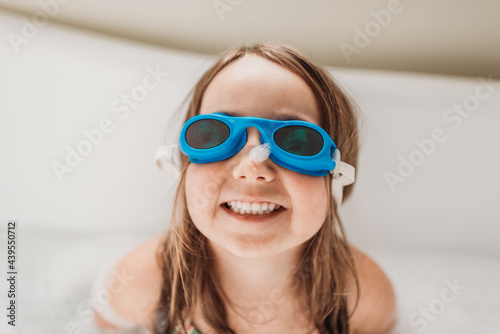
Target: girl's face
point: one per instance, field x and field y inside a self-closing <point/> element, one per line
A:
<point x="253" y="86"/>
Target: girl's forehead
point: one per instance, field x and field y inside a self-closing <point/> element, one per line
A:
<point x="254" y="86"/>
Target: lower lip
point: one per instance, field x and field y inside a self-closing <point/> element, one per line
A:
<point x="252" y="218"/>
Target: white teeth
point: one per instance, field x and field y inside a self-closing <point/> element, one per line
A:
<point x="252" y="208"/>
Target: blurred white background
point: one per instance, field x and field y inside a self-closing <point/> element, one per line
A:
<point x="457" y="37"/>
<point x="64" y="76"/>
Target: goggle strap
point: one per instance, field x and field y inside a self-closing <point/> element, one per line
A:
<point x="343" y="175"/>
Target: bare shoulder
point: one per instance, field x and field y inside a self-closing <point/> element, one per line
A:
<point x="376" y="310"/>
<point x="136" y="284"/>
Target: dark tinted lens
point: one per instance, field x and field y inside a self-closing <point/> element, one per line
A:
<point x="206" y="133"/>
<point x="299" y="140"/>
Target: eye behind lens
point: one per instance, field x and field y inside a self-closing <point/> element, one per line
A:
<point x="299" y="140"/>
<point x="207" y="133"/>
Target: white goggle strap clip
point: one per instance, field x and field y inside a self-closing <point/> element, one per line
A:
<point x="343" y="175"/>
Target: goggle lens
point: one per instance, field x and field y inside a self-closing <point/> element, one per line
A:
<point x="207" y="133"/>
<point x="299" y="140"/>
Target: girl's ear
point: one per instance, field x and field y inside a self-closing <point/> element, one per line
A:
<point x="168" y="158"/>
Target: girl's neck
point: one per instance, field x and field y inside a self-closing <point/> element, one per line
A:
<point x="260" y="291"/>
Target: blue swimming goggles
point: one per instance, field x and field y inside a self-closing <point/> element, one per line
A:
<point x="300" y="146"/>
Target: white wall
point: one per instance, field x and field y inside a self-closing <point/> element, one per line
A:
<point x="457" y="37"/>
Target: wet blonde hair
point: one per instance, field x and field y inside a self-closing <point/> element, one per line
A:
<point x="327" y="272"/>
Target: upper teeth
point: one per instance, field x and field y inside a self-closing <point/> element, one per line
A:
<point x="252" y="208"/>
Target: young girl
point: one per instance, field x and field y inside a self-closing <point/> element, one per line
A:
<point x="255" y="243"/>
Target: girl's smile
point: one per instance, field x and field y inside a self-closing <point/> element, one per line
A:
<point x="256" y="208"/>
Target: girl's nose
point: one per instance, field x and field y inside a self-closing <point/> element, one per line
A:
<point x="250" y="167"/>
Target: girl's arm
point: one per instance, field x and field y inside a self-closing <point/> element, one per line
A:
<point x="376" y="311"/>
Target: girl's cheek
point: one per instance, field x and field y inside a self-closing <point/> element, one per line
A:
<point x="201" y="188"/>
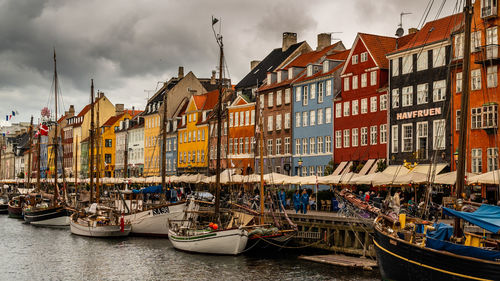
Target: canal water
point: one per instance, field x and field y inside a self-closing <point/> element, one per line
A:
<point x="36" y="253"/>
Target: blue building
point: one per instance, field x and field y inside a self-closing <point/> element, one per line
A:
<point x="313" y="95"/>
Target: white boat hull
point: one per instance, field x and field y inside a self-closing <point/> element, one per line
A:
<point x="224" y="242"/>
<point x="154" y="222"/>
<point x="99" y="231"/>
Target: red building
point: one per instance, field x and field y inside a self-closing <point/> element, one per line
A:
<point x="360" y="129"/>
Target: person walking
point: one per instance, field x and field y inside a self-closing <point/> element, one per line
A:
<point x="305" y="201"/>
<point x="296" y="201"/>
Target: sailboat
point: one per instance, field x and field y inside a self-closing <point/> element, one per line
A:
<point x="191" y="234"/>
<point x="406" y="252"/>
<point x="97" y="220"/>
<point x="54" y="214"/>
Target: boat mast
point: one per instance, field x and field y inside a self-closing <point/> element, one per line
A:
<point x="56" y="193"/>
<point x="218" y="37"/>
<point x="164" y="146"/>
<point x="464" y="109"/>
<point x="91" y="168"/>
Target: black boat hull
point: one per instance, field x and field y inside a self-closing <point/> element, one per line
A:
<point x="399" y="260"/>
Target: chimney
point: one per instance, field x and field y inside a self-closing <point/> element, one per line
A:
<point x="212" y="79"/>
<point x="412" y="30"/>
<point x="289" y="38"/>
<point x="254" y="63"/>
<point x="180" y="74"/>
<point x="119" y="108"/>
<point x="324" y="40"/>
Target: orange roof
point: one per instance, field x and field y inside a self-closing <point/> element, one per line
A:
<point x="433" y="32"/>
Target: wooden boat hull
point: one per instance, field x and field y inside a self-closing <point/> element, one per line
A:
<point x="99" y="231"/>
<point x="154" y="222"/>
<point x="224" y="242"/>
<point x="52" y="216"/>
<point x="400" y="260"/>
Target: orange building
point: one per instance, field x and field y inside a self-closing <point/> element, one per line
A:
<point x="483" y="137"/>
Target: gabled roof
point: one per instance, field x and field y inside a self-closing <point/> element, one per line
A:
<point x="269" y="63"/>
<point x="433" y="32"/>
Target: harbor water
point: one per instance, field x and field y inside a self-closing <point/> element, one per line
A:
<point x="37" y="253"/>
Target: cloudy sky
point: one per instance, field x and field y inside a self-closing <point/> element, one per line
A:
<point x="127" y="47"/>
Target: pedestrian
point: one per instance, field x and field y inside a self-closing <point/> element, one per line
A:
<point x="296" y="201"/>
<point x="305" y="201"/>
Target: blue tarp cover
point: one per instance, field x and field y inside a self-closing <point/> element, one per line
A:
<point x="486" y="217"/>
<point x="443" y="232"/>
<point x="149" y="189"/>
<point x="468" y="251"/>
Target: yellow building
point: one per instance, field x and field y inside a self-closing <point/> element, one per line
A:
<point x="193" y="134"/>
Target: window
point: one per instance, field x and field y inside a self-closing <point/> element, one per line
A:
<point x="490" y="116"/>
<point x="298" y="93"/>
<point x="458" y="86"/>
<point x="395" y="98"/>
<point x="364" y="136"/>
<point x="354" y="137"/>
<point x="383" y="102"/>
<point x="278" y="146"/>
<point x="373" y="135"/>
<point x="347" y="138"/>
<point x="407" y="138"/>
<point x="312" y="117"/>
<point x="373" y="78"/>
<point x="364" y="56"/>
<point x="422" y="61"/>
<point x="422" y="93"/>
<point x="407" y="64"/>
<point x="476" y="118"/>
<point x="269" y="147"/>
<point x="383" y="133"/>
<point x="298" y="118"/>
<point x="395" y="67"/>
<point x="270" y="123"/>
<point x="346" y="84"/>
<point x="320" y="145"/>
<point x="278" y="122"/>
<point x="320" y="92"/>
<point x="270" y="99"/>
<point x="287" y="120"/>
<point x="364" y="80"/>
<point x="338" y="110"/>
<point x="477" y="160"/>
<point x="408" y="96"/>
<point x="355" y="107"/>
<point x="355" y="59"/>
<point x="287" y="96"/>
<point x="346" y="108"/>
<point x="475" y="79"/>
<point x="287" y="145"/>
<point x="373" y="104"/>
<point x="355" y="82"/>
<point x="305" y="96"/>
<point x="364" y="106"/>
<point x="394" y="139"/>
<point x="492" y="154"/>
<point x="491" y="77"/>
<point x="278" y="98"/>
<point x="328" y="115"/>
<point x="439" y="55"/>
<point x="312" y="145"/>
<point x="328" y="144"/>
<point x="439" y="91"/>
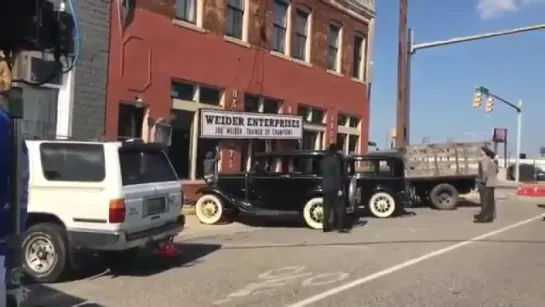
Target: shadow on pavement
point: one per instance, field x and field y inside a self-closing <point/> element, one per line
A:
<point x="146" y="263"/>
<point x="276" y="221"/>
<point x="39" y="295"/>
<point x="464" y="202"/>
<point x="333" y="244"/>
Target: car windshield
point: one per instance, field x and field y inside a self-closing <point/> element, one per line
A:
<point x="138" y="167"/>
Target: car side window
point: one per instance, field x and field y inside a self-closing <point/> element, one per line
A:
<point x="73" y="162"/>
<point x="306" y="165"/>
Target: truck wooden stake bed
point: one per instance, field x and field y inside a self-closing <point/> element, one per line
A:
<point x="439" y="173"/>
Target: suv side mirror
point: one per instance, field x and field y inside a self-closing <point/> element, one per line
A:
<point x="51" y="174"/>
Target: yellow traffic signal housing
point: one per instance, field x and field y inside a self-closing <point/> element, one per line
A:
<point x="489" y="105"/>
<point x="477" y="99"/>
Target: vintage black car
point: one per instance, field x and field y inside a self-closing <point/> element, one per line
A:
<point x="381" y="180"/>
<point x="278" y="183"/>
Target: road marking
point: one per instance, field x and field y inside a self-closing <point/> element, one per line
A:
<point x="268" y="282"/>
<point x="363" y="280"/>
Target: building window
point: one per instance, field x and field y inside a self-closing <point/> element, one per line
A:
<point x="183" y="91"/>
<point x="41" y="70"/>
<point x="358" y="61"/>
<point x="354" y="122"/>
<point x="280" y="25"/>
<point x="186" y="10"/>
<point x="130" y="120"/>
<point x="299" y="49"/>
<point x="271" y="106"/>
<point x="333" y="44"/>
<point x="251" y="103"/>
<point x="311" y="115"/>
<point x="353" y="141"/>
<point x="348" y="133"/>
<point x="210" y="95"/>
<point x="235" y="18"/>
<point x="342" y="120"/>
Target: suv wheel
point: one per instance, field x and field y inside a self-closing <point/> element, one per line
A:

·····

Which of the lines above include the word "lens"? Copy each of them.

Target: dark tinted lens
Target: eye behind lens
Target: goggle lens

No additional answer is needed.